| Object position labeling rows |
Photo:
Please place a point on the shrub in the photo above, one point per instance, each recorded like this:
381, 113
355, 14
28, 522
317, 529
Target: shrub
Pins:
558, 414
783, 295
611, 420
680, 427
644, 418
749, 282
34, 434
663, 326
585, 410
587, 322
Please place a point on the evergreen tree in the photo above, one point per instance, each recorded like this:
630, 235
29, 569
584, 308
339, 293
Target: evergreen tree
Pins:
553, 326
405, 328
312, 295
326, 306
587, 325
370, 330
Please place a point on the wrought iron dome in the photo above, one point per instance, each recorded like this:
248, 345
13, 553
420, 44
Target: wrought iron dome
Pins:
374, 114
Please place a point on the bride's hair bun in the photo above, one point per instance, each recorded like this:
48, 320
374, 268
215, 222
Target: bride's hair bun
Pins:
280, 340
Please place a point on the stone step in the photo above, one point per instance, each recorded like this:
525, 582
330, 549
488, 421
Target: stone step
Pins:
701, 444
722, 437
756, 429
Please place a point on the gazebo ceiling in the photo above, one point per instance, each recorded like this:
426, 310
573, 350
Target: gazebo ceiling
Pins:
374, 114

| Requirement |
Reproduce all of the rows above word for word, changing nothing.

| Result of this task |
Photo:
Please place a point on the shrub in the photo above, one point per instance, each recorded like this:
381, 113
355, 14
28, 522
317, 529
Target: shrub
Pins:
558, 414
783, 295
611, 420
680, 427
644, 418
749, 282
34, 434
663, 326
585, 410
587, 322
Please place a point on the evergreen tree in the photo above, one point per instance, each recorded like this:
630, 235
29, 569
584, 308
339, 293
Target: evergreen tree
Pins:
553, 326
405, 328
312, 295
326, 306
587, 325
370, 330
Please place a point on the wrought iron dome in the photo above, one point per instance, each recorded like this:
248, 345
13, 553
420, 44
Target: wrought iron dome
Pins:
374, 114
Please place a point on the bride's hair bun in the photo above, one point per instance, each recorded like this:
48, 320
374, 268
215, 222
Target: bride's hair bun
Pins:
280, 340
Please place a point on the stone step in the photo above, one point per instance, each recorded like this:
525, 582
330, 549
488, 421
Target: stone step
Pins:
701, 444
722, 437
756, 429
Please place a point on the gazebo ceiling in the photo above, one point per instance, each recorded like this:
426, 310
573, 350
Target: gazebo ceiling
Pins:
374, 114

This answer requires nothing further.